── Quoted passage

MaixCAM MaixPy Apriltag Recognition

Update history
Date Version Author Update content
2024-04-03 1.0.0 lxowalle Initial documentation

Before reading this article, make sure you are familiar with how to develop with MaixCAM. For more details, please read Quick Start.

Introduction

This article introduces how to use MaixPy to recognize Apriltag labels.

Using MaixPy to Recognize Apriltag Labels

MaixPy's maix.image.Image provides the find_apriltags method, which can be used to recognize Apriltag labels.

How to Recognize Apriltag Labels

A simple example of recognizing Apriltag labels and drawing bounding boxes:

from maix import image, camera, display

cam = camera.Camera()
disp = display.Display()

families = image.ApriltagFamilies.TAG36H11
x_scale = cam.width() / 160
y_scale = cam.height() / 120

while 1:
    img = cam.read()

    new_img = img.resize(160, 120)
    apriltags = new_img.find_apriltags(families = families)
    for a in apriltags:
        corners = a.corners()

        for i in range(4):
            corners[i][0] = int(corners[i][0] * x_scale)
            corners[i][1] = int(corners[i][1] * y_scale)
        x = int(a.x() * x_scale)
        y = int(a.y() * y_scale)
        w = int(a.w() * x_scale)
        h = int(a.h() * y_scale)

        for i in range(4):
            img.draw_line(corners[i][0], corners[i][1], corners[(i + 1) % 4][0], corners[(i + 1) % 4][1], image.COLOR_RED)
        img.draw_string(x + w, y, "id: " + str(a.id()), image.COLOR_RED)
        img.draw_string(x + w, y + 15, "family: " + str(a.family()), image.COLOR_RED)

    disp.show(img)

Steps:

  1. Import the image, camera, and display modules

    from maix import image, camera, display
    
  2. Initialize the camera and display

    cam = camera.Camera()
    disp = display.Display()
    
  3. Get the image from the camera and display it

    while 1:
        img = cam.read()
        disp.show(img)
    
  4. Call the find_apriltags method to recognize Apriltag labels in the camera image

    new_img = img.resize(160, 120)
    apriltags = new_img.find_apriltags(families = families)
    
    • img is the camera image obtained through cam.read()

────
── Listing

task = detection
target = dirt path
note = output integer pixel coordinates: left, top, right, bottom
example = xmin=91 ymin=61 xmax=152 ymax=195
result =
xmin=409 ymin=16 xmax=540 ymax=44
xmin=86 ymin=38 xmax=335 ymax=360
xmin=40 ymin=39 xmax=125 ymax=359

────

Given exercise 1: In the Apriltag recognition page, to what size is the camera image resized before find_apriltags is called?
Given exercise 2: Please rewrite the listing with "dirt path" replaced by "gravel path", keeping everything else unchanged.

Correct output 1: 160 by 120 pixels.

Correct output 2:
task = detection
target = gravel path
note = output integer pixel coordinates: left, top, right, bottom
example = xmin=91 ymin=61 xmax=152 ymax=195
result =
xmin=409 ymin=16 xmax=540 ymax=44
xmin=86 ymin=38 xmax=335 ymax=360
xmin=40 ymin=39 xmax=125 ymax=359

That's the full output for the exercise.